Work instruction> Can you give the art-judging post again from "Despite what we" up to and including "dick about it.", with "loud music" updated to "fast music"?

Supplied text>
______

Wednesday, March 30, 2011

Fantastic out of 10

Observe the above painting. It's from Claude Monet's Houses of Parliament series. How good of a painting is it? Now, we aren't seeing the painting in the flesh in front of our faces, so our judgment is a little disjointed as is. Additionally, since we are seeing one painting from a series, it lacks a context, so we don't know whether this is a darker lighter mooded piece in comparison to its peer pieces. It portrays a, well, House of Parliament, erected against the overhanging setting sun. The sun reflects off the body of water in the foreground, and this reflection is portrayed in brilliant colors. The remaining sky seems to be an apathetic blue being under the negative influence of some clouds at a juxtaposition, and the base of the edifice is obscured and not illuminated. The impressionist painting has some very efforted brushstrokes and is given a texture that does wonders for the water in the foreground and takes away from the looming structure on the coastal landscape.

So what did we decide about the painting?



Art, in all of its forms and fashions, is created, usually, for the consumer. Therapeutic effects and personal satisfaction aside, art is created to observe. This observation can be through seeing, hearing, touching, or even smelling and tasting. This is called perception. As consumers, we have this fucked up tendency to perceive beyond what is there to percept. Along with perceiving art, we interpret art. We take what we see or hear and we put a context to it. That's why some people like certain things more than others.

All of this is "duh" shit so far, so it's about time I get to a point.

What's a good movie? What's a good album? Better yet, what makes it good?

Despite what we may believe, this isn't really an arbitrary thing. Some people like loud music, some people like soft music, some people like stupid movies, some people like action movies, some people hate movies where shit doesn't blow up (can't blame 'em; shit blowin' up is tight). Yeah, there's general trends to what makes something a quality production, but there's also so much to interpret and apply to one's own personal taste. It's art. If you like it, I might think it sucks. And that's fine, so long as I'm not a dick about it.

______

Data shown>
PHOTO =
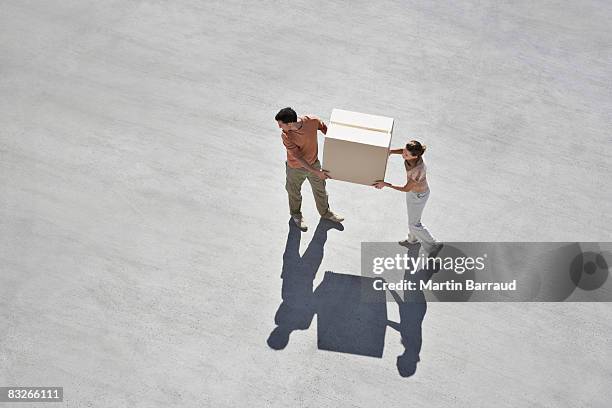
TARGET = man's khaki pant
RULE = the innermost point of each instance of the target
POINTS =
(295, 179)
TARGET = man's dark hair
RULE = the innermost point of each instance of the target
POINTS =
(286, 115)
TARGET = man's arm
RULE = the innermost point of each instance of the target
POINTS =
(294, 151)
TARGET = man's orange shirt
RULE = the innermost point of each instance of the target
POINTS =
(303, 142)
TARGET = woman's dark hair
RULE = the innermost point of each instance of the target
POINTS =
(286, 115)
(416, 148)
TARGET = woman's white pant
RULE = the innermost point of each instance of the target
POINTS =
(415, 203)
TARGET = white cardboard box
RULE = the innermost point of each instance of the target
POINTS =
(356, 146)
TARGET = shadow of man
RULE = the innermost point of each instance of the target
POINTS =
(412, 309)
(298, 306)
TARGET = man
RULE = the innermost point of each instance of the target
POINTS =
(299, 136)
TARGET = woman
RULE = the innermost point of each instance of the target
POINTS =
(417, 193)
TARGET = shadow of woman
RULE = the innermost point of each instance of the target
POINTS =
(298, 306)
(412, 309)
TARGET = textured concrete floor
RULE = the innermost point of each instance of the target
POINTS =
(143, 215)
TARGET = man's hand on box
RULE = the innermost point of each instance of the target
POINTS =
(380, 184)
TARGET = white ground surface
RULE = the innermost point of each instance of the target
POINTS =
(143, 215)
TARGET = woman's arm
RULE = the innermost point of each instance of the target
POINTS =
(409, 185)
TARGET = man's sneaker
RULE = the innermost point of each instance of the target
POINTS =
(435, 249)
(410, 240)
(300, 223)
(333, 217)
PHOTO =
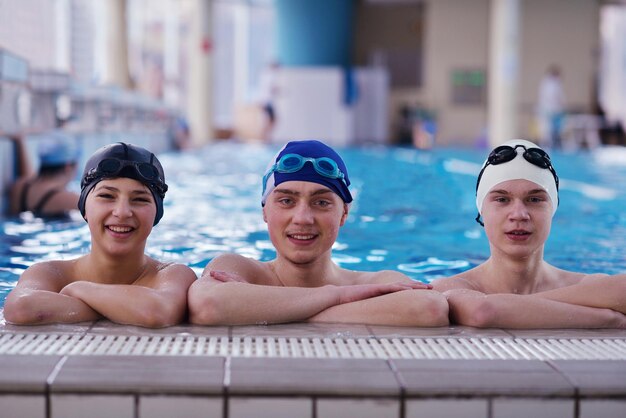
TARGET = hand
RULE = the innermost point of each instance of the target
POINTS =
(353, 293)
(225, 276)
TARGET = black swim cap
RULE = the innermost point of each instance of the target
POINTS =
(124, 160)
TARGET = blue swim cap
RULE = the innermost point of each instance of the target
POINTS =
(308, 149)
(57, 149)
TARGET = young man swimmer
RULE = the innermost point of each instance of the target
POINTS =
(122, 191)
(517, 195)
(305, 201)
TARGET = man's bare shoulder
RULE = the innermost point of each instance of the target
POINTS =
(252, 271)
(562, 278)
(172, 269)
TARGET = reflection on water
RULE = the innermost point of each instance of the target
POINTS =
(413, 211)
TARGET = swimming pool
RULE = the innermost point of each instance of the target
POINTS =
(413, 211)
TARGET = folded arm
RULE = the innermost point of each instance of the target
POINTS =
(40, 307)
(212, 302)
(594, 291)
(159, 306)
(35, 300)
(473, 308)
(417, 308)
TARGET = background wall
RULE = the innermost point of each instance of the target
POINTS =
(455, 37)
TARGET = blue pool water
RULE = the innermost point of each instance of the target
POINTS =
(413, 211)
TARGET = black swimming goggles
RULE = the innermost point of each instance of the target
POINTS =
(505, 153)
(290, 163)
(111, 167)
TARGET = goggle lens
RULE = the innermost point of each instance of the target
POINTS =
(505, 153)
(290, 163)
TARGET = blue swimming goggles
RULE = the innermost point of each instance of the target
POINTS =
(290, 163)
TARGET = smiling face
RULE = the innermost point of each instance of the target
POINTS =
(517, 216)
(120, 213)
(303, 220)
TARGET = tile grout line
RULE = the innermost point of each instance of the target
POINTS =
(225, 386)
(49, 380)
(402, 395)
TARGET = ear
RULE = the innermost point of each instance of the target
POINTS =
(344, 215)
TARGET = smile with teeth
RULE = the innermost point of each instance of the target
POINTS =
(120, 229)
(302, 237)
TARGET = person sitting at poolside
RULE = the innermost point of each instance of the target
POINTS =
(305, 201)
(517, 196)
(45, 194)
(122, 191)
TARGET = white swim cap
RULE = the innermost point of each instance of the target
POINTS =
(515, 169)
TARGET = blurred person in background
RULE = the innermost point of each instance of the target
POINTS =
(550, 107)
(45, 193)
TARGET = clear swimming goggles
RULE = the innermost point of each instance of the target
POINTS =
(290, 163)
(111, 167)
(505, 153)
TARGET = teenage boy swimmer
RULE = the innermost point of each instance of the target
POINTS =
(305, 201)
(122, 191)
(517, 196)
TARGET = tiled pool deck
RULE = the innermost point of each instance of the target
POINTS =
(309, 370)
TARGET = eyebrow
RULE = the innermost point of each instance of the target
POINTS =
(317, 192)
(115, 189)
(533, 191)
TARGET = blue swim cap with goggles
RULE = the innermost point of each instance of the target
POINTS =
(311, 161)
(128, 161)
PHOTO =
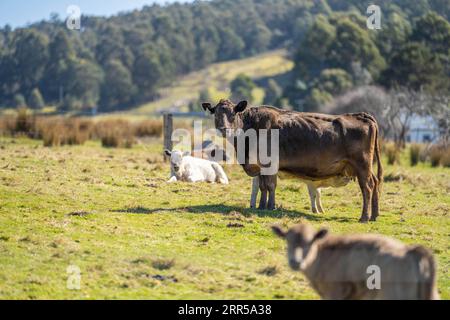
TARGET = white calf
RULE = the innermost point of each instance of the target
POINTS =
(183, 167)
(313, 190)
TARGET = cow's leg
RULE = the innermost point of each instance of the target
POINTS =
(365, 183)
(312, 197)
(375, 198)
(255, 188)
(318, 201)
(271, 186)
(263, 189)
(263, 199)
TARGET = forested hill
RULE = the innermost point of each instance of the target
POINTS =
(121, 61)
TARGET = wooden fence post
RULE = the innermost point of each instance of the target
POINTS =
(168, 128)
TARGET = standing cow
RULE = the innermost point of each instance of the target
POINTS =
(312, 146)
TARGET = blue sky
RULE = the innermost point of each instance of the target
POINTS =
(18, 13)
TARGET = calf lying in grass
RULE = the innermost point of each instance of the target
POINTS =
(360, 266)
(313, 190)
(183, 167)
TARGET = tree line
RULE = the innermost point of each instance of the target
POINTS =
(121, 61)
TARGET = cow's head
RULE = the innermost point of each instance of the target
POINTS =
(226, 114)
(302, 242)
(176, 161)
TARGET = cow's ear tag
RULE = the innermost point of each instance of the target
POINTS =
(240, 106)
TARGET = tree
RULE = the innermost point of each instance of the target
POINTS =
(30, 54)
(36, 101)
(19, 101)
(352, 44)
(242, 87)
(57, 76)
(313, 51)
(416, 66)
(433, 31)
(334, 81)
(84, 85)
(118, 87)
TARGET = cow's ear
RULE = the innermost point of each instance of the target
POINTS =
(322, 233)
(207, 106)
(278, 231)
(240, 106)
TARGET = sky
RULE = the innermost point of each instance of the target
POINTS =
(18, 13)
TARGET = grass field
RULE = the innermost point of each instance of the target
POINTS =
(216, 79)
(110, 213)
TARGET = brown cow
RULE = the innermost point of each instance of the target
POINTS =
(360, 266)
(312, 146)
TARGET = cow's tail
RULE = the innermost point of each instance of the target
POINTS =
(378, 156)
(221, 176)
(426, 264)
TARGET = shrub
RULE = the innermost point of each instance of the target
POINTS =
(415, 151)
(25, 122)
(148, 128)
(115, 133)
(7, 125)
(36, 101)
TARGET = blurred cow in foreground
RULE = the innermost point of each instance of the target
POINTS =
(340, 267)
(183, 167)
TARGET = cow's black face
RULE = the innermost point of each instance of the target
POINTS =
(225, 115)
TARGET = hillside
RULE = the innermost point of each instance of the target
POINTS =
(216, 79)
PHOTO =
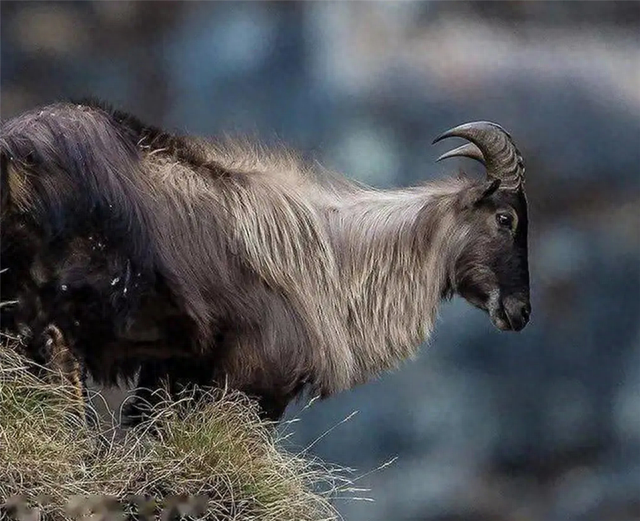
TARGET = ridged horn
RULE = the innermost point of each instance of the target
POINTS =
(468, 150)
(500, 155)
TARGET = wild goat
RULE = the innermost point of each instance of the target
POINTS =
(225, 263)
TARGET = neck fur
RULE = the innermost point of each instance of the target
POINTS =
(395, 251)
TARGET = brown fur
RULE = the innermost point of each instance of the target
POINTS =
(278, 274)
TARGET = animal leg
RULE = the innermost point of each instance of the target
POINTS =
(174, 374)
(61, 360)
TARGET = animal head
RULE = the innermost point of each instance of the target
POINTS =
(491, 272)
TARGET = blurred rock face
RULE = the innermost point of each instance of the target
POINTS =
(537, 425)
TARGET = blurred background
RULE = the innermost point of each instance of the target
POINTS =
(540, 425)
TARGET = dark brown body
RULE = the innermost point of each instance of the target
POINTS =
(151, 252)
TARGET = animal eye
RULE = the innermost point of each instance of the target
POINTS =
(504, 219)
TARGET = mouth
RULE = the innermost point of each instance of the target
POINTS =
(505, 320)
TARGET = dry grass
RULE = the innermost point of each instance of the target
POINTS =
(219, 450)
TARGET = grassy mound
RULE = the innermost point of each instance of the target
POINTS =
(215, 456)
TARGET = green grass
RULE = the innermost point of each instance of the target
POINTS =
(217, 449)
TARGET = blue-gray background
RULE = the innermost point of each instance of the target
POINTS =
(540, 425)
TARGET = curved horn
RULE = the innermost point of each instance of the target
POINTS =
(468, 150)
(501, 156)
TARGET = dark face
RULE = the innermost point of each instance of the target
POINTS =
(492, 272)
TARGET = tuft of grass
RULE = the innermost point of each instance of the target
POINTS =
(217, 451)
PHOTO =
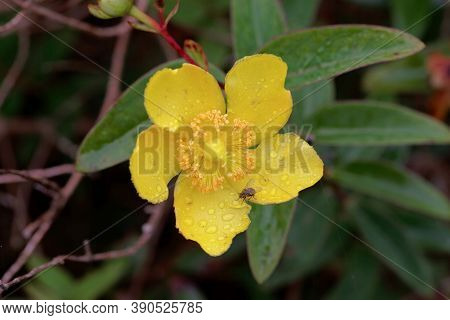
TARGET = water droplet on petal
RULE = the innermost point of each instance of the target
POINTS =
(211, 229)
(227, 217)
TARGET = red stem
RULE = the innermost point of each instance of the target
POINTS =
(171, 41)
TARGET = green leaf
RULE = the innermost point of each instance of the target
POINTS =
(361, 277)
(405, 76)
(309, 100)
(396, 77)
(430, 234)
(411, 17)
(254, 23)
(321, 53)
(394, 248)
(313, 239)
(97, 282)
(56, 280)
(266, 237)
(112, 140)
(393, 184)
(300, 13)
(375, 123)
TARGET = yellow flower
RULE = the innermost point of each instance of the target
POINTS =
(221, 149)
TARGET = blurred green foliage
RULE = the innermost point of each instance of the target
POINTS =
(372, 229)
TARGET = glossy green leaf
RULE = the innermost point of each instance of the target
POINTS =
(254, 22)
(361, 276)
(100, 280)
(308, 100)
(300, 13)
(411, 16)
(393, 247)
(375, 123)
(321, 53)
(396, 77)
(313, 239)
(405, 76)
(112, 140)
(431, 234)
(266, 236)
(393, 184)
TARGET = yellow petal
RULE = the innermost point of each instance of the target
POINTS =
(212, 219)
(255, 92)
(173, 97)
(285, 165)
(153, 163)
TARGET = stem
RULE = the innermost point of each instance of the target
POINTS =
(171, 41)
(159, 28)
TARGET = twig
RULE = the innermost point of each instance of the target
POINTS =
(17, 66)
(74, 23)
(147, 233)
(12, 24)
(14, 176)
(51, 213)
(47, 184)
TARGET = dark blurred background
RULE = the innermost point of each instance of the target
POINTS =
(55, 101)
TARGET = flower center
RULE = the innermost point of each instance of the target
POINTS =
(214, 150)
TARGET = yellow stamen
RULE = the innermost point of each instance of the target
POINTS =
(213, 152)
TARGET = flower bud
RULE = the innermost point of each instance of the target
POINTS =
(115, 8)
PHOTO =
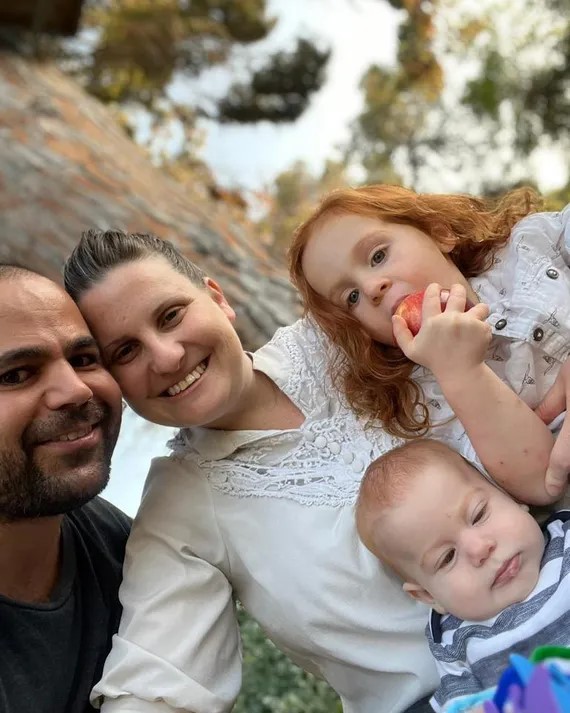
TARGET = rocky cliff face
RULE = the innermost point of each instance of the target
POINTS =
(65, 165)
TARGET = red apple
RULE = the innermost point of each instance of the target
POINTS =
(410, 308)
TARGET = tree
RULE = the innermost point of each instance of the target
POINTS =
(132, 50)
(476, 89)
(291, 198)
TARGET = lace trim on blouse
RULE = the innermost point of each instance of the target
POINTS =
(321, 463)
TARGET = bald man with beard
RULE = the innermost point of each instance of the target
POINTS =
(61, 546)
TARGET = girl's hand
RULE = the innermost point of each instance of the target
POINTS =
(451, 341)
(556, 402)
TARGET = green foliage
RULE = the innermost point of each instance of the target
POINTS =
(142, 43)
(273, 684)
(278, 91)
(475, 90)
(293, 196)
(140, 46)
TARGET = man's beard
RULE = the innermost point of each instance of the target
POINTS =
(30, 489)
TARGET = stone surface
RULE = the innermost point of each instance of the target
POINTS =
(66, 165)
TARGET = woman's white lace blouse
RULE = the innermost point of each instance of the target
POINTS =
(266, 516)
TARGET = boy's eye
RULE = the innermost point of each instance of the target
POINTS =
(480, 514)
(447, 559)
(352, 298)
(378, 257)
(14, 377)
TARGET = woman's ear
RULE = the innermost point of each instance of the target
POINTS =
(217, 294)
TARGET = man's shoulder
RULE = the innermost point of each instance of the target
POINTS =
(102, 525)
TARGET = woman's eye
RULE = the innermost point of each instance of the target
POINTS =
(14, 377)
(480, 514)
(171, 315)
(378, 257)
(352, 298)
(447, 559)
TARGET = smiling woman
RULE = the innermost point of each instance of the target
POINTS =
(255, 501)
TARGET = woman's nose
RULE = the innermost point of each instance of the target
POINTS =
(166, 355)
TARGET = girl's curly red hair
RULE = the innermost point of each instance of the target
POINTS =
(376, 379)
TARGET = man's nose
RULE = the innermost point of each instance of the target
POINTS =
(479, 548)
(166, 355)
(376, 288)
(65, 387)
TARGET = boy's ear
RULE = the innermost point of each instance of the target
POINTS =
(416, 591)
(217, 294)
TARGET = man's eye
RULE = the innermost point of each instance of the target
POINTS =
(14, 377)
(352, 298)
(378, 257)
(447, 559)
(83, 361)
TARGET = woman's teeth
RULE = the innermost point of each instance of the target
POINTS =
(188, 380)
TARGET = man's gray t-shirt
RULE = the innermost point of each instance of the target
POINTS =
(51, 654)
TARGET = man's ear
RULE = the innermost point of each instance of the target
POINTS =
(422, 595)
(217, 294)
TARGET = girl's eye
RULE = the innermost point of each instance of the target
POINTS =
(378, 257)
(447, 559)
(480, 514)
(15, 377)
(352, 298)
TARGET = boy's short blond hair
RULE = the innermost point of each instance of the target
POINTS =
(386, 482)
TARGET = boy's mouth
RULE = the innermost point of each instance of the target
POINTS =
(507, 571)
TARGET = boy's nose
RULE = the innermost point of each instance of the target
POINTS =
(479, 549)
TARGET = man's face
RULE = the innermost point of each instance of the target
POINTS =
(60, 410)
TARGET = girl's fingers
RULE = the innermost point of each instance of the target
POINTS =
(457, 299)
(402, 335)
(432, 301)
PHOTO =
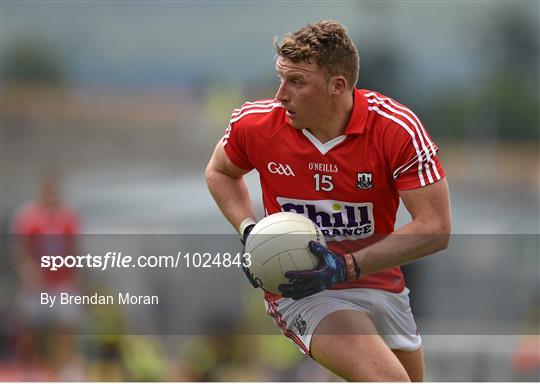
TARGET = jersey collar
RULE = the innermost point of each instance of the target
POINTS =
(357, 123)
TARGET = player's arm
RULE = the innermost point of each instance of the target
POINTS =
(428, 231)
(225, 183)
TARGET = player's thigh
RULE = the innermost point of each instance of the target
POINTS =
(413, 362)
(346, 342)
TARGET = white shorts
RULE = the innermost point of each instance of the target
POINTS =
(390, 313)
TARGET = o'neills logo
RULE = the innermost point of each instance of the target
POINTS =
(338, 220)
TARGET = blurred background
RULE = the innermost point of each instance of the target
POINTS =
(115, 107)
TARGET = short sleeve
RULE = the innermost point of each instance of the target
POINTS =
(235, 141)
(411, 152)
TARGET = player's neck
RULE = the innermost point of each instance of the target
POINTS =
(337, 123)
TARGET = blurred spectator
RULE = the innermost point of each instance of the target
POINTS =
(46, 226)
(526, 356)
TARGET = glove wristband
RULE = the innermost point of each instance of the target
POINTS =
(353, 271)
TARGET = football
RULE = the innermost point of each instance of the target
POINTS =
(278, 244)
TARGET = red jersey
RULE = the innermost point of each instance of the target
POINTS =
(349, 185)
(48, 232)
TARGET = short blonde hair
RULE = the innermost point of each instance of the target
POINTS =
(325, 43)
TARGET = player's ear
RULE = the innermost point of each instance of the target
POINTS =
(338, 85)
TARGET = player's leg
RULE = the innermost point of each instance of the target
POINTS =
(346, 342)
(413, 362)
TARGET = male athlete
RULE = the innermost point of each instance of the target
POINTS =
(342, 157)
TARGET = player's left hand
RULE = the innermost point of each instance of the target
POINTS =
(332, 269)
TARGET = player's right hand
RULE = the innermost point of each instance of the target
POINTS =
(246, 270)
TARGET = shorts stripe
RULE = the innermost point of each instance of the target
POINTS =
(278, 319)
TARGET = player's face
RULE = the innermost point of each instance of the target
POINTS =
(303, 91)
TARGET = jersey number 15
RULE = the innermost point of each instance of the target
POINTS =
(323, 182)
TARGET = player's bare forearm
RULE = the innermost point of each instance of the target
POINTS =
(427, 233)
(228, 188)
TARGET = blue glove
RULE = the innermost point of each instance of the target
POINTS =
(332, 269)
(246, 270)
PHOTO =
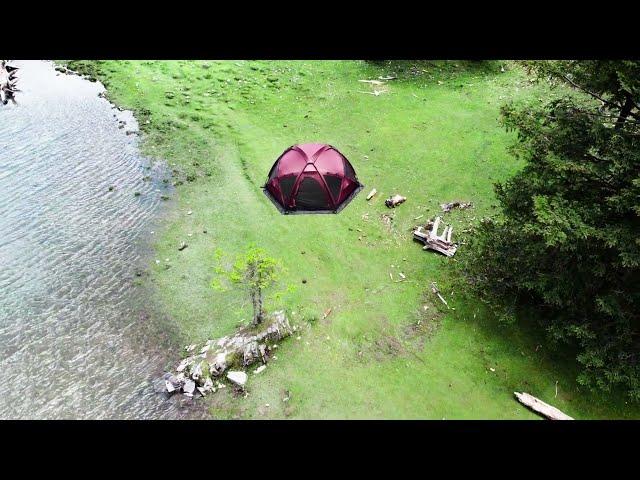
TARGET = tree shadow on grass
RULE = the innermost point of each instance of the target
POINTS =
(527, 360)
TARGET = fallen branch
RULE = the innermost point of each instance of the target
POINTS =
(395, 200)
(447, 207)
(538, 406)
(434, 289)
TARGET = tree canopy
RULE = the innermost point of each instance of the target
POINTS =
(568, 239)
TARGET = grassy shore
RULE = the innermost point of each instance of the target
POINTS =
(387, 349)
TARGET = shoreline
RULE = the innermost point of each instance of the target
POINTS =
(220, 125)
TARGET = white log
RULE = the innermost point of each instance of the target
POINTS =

______

Response to this task>
Despite what we may believe, this isn't really an arbitrary thing. Some people like fast music, some people like soft music, some people like stupid movies, some people like action movies, some people hate movies where shit doesn't blow up (can't blame 'em; shit blowin' up is tight). Yeah, there's general trends to what makes something a quality production, but there's also so much to interpret and apply to one's own personal taste. It's art. If you like it, I might think it sucks. And that's fine, so long as I'm not a dick about it.